§ **DIRECTION**: Please reproduce the account of the trip to Puerto Viejo, Costa Rica, word for word from start to finish.

[Start SELECTED EXTRACT]

Puerto Viejo, Costa Rica Surfing
We’d heard that the southern road out of San Jose through Cartago was fast, and took it. It was narrow and windy. Took about 5 hours total.
It had rained the night before in San Jose, and began to rain again on the way out of town, and rained the whole way. At some times there was pretty thick fog, and really hard rain. Road signs were fairly available, but keep your eyes peeled.
On the beach side, you’ll first encounter Puerto Limon, a large, dirty port town.
Kept on to Puerto Viejo. The final 20 miles or so are terrible and rutted. The turn off for P. Viejo is 44 km from the border with Panama. You can continue to Sixoloa and cross into Panama’s Bocas del Toro, an island chain on the northern coast.
Looked at all the hotels listed in Rough Guide, and all were about the same price, $36 for a double. Many had secure parking. Finally went with Hotel Guarana. Good fans, kitchen, free coffee. Owned by a very nice Italian guy, that also owns a farm outside of town.

[End SELECTED EXTRACT]
[Start INFORMATION SUPPLIED]

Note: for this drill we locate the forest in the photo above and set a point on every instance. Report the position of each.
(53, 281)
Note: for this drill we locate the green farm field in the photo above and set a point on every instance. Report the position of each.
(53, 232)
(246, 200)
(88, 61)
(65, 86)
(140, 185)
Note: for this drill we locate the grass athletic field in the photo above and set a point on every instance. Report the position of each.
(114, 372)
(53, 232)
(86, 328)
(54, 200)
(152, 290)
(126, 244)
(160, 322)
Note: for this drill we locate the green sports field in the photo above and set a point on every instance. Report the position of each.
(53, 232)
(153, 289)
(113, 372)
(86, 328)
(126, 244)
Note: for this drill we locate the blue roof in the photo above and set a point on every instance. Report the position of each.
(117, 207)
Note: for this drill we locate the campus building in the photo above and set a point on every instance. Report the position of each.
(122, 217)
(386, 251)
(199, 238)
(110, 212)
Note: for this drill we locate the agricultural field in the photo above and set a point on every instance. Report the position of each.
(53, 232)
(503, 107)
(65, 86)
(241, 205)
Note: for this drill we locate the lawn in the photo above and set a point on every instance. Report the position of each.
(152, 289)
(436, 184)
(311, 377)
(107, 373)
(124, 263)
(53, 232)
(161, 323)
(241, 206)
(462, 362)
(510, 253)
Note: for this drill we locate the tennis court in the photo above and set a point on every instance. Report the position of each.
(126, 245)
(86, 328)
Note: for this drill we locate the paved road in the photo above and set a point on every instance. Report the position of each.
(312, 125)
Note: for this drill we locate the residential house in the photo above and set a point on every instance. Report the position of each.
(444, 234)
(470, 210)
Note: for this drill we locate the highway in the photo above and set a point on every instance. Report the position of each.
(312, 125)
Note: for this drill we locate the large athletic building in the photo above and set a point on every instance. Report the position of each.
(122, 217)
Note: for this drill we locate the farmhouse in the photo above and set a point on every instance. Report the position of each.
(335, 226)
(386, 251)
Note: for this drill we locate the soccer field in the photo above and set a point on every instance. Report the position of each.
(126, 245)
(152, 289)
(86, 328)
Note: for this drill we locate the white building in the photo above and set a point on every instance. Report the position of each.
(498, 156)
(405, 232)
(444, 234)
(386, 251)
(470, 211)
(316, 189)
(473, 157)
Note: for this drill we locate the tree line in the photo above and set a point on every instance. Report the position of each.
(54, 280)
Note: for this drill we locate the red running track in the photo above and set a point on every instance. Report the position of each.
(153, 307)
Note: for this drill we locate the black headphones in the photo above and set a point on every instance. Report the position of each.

[End INFORMATION SUPPLIED]

§ **RESULT OF THIS EXERCISE**:
Puerto Viejo, Costa Rica Surfing
We’d heard that the southern road out of San Jose through Cartago was fast, and took it. It was narrow and windy. Took about 5 hours total.
It had rained the night before in San Jose, and began to rain again on the way out of town, and rained the whole way. At some times there was pretty thick fog, and really hard rain. Road signs were fairly available, but keep your eyes peeled.
On the beach side, you’ll first encounter Puerto Limon, a large, dirty port town.
Kept on to Puerto Viejo. The final 20 miles or so are terrible and rutted. The turn off for P. Viejo is 44 km from the border with Panama. You can continue to Sixoloa and cross into Panama’s Bocas del Toro, an island chain on the northern coast.
Looked at all the hotels listed in Rough Guide, and all were about the same price, $36 for a double. Many had secure parking. Finally went with Hotel Guarana. Good fans, kitchen, free coffee. Owned by a very nice Italian guy, that also owns a farm outside of town.